▸ Testo di lettura

'''

Per questo, il fine su cui si fonda tutta l’economia civile non può essere il capitale, ma il bene comune, il quale non ammette che si possa sostituire il benessere di qualcuno a discapito di un altro. Se nello sviluppo comune qualcuno resta indietro, l’intero bene è a zero. La visione del bene comune punta al bene di ogni singola persona, non della maggioranza e nemmeno di alcuni gruppi. Se una persona non partecipa dello sviluppo della comunità è un fallimento per tutti. L’economia civile è un sistema inclusivo, non selettivo.
Tra i caratteri di questa visione economica vorrei metterne in rilievo alcuni.
Innanzitutto, la reciprocità è una caratteristica fondante. Le azioni vengono sempre fatte in relazione con altri soggetti non perché ci sia un tornaconto personale, ma perché c’è un’aspettativa di bene collettivo. Questo vuol dire che io do qualcosa non per riaverlo con gli interessi, ma perché so che quello che offro produrrà del bene per tutti, quindi anche per me.

'''

▸ Obiettivo A
Nel testo sull'economia civile, quale fine prende il posto del capitale come fondamento di questa economia?
▸ Obiettivo B
Prosegui il testo sull'economia civile a partire dalla sua ultima frase.
I dati sono materiale separato e non hanno legami con il testo.

▸ Dati forniti

'''

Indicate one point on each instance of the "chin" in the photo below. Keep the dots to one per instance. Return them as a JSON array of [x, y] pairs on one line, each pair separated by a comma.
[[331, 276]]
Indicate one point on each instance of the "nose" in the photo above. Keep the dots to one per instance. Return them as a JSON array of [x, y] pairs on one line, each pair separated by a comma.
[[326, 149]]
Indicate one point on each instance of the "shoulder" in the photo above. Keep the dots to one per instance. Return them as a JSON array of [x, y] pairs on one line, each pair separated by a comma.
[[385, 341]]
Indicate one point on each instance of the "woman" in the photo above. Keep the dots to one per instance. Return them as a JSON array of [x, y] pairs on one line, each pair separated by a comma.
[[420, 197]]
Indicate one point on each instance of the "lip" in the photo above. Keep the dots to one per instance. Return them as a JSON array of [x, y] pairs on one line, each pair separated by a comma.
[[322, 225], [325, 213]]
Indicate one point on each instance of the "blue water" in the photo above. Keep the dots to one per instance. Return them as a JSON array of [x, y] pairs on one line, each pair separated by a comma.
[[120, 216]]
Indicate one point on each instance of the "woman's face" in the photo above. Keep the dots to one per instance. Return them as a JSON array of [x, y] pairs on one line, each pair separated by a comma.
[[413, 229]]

'''
'''

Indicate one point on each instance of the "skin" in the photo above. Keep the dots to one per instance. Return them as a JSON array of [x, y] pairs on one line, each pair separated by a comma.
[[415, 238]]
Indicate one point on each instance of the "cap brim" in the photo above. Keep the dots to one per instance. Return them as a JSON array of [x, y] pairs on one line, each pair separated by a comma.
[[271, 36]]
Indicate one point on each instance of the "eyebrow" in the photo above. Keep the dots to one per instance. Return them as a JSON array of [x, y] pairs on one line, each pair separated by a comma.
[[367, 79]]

'''

▸ Risposta A
Il bene comune.

▸ Risposta B
Poi c’è il valore dell’ambiente. La sostenibilità ambientale non è intesa solo come impatto sulla natura, che pure è importantissimo, ma anche sull’ambiente sociale, sulla comunità. Coloro che si approcciano a una visione civile scoprono il proprio ruolo all’interno della propria comunità e lavorano per lo sviluppo di questa. Un’azienda civile, ad esempio, non porta il bene soltanto per sé stessa e per i propri dipendenti, ma tutta la comunità partecipa del benessere dell’attività.
Infine, ma non per importanza, la generatività dei progetti: se l’economia classica, come si è visto, crea problemi per dare dei benefici a pochi, l’economia civile si concentra sui problemi della comunità per trovare soluzioni creative che vadano a beneficio di tutti. Molti imprenditori sono partiti dalle situazioni di crisi nel proprio territorio, siano esse di natura sociale, ambientale, sanitario, ecc. per generare nuove attività che hanno coinvolto la collettività e dato valore alle persone e ai luoghi.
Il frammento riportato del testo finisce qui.